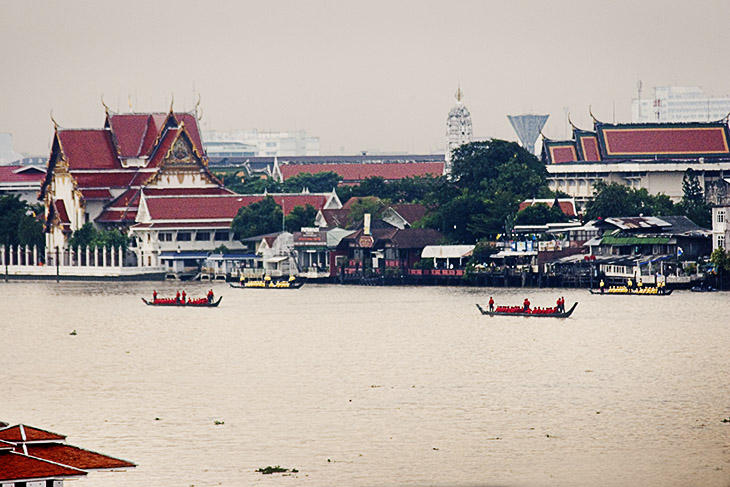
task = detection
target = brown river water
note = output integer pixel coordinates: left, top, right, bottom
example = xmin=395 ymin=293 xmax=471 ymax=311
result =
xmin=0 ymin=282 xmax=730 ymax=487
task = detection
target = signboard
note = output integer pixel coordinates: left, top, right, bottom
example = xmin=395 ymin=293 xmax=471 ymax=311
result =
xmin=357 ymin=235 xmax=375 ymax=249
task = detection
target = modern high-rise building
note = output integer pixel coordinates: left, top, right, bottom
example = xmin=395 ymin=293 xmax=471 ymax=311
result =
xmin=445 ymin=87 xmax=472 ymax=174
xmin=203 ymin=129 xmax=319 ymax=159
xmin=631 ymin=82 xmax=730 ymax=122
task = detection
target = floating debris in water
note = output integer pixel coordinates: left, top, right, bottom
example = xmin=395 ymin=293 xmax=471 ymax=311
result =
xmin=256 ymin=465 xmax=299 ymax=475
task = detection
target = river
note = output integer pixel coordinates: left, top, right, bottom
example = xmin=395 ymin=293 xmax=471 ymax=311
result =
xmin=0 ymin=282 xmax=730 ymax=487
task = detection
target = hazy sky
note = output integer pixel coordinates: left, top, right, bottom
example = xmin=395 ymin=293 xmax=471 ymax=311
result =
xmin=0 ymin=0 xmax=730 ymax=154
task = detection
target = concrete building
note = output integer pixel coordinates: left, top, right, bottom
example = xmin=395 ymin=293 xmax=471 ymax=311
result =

* * *

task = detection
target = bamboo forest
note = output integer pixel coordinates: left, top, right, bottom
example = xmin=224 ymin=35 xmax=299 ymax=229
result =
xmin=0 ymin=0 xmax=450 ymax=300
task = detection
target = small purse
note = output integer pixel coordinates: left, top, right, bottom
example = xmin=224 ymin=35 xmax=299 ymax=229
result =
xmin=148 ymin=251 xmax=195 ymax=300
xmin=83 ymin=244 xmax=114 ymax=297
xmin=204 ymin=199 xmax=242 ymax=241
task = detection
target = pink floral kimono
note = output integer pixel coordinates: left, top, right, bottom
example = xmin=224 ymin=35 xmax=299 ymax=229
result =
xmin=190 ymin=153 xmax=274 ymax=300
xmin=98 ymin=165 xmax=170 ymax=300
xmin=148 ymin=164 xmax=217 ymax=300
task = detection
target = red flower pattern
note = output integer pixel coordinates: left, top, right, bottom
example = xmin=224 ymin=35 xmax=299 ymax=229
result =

> **Task requirements**:
Identify every line in the items that contains the word "river", and copy each of those lines. Case counts.

> **Output for this task**:
target = brown river water
target = river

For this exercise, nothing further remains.